● **Assignment**
The data must be returned in full, with no character altered.
─── Data to process ───
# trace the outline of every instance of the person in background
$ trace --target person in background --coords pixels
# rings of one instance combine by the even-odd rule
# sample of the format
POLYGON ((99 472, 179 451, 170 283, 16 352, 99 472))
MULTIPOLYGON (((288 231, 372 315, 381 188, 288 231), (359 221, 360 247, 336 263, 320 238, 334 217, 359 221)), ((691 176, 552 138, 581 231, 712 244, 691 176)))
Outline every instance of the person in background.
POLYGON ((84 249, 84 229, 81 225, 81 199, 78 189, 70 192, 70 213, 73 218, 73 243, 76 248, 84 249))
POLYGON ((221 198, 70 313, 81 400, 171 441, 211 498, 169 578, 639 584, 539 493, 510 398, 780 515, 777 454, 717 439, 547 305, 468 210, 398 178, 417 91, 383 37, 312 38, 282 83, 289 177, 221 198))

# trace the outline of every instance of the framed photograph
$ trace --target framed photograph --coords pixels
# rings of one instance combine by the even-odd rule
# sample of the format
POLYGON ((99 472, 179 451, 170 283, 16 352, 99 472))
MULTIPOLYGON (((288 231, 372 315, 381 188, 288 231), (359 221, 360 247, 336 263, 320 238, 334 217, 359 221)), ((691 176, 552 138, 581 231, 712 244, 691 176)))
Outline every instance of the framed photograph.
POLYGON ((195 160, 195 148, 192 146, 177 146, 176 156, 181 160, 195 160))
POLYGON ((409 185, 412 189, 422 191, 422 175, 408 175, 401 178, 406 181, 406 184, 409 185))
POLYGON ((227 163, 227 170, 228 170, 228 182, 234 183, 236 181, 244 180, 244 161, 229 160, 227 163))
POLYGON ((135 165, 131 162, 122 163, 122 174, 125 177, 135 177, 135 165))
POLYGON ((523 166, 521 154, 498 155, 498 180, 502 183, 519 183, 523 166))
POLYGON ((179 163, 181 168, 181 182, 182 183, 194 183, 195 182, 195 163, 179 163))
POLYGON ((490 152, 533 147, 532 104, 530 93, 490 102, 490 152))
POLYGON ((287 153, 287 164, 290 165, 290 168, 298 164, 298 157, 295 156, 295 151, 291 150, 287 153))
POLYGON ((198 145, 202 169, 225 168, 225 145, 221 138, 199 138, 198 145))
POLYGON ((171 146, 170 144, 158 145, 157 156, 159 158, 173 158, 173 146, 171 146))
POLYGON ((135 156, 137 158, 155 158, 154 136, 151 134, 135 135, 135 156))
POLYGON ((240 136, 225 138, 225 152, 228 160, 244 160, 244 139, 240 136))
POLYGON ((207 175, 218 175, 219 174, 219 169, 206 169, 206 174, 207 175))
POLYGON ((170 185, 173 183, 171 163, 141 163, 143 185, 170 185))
───
● **Output of the task**
# trace the outline of every instance of the person in background
$ trace --target person in background --coords pixels
# rings of one instance combine by the even-odd rule
# sample of the format
POLYGON ((99 472, 179 451, 170 283, 16 352, 99 472))
MULTIPOLYGON (((288 231, 372 315, 381 188, 288 231), (359 221, 360 247, 336 263, 320 238, 334 217, 359 221)), ((691 176, 552 138, 581 231, 712 244, 691 176)))
Outline every instance of the person in background.
POLYGON ((84 249, 84 229, 81 225, 81 199, 78 189, 70 192, 70 213, 73 218, 73 243, 76 248, 84 249))
POLYGON ((221 198, 70 313, 81 400, 171 441, 211 498, 169 578, 639 584, 539 493, 510 398, 780 515, 777 454, 717 439, 547 305, 468 210, 398 178, 417 91, 383 37, 312 38, 282 83, 289 177, 221 198))

# trace the outline of every instance of the framed photograph
$ trace --target framed photograph --coords pixels
# rings of one instance combine by the even-odd rule
# sample of the format
POLYGON ((99 472, 179 451, 170 283, 16 352, 99 472))
MULTIPOLYGON (((288 231, 372 315, 381 188, 288 231), (359 221, 360 247, 336 263, 320 238, 334 217, 359 221)), ((691 176, 552 138, 581 231, 712 244, 691 176)))
Outline every instance of the framed photograph.
POLYGON ((195 160, 195 148, 192 146, 177 146, 176 156, 181 160, 195 160))
POLYGON ((409 185, 412 189, 422 191, 422 175, 408 175, 401 178, 406 181, 406 184, 409 185))
POLYGON ((227 163, 227 170, 228 170, 228 182, 234 183, 236 181, 244 180, 244 161, 229 160, 227 163))
POLYGON ((135 165, 131 162, 122 163, 122 174, 125 177, 135 177, 135 165))
POLYGON ((523 166, 521 154, 498 155, 498 180, 502 183, 519 183, 523 166))
POLYGON ((179 163, 181 168, 181 182, 182 183, 194 183, 195 182, 195 163, 179 163))
POLYGON ((490 152, 533 147, 532 104, 530 93, 490 102, 490 152))
POLYGON ((287 153, 287 164, 290 165, 290 168, 298 164, 298 157, 295 156, 295 151, 291 150, 287 153))
POLYGON ((198 145, 202 169, 225 168, 225 145, 221 138, 199 138, 198 145))
POLYGON ((171 146, 170 144, 158 145, 157 156, 159 158, 173 158, 173 146, 171 146))
POLYGON ((135 156, 137 158, 155 158, 154 136, 151 134, 135 135, 135 156))
POLYGON ((240 136, 225 138, 225 152, 228 160, 244 160, 244 139, 240 136))
POLYGON ((207 175, 218 175, 219 174, 219 169, 206 169, 206 174, 207 175))
POLYGON ((170 185, 173 183, 171 163, 141 163, 143 185, 170 185))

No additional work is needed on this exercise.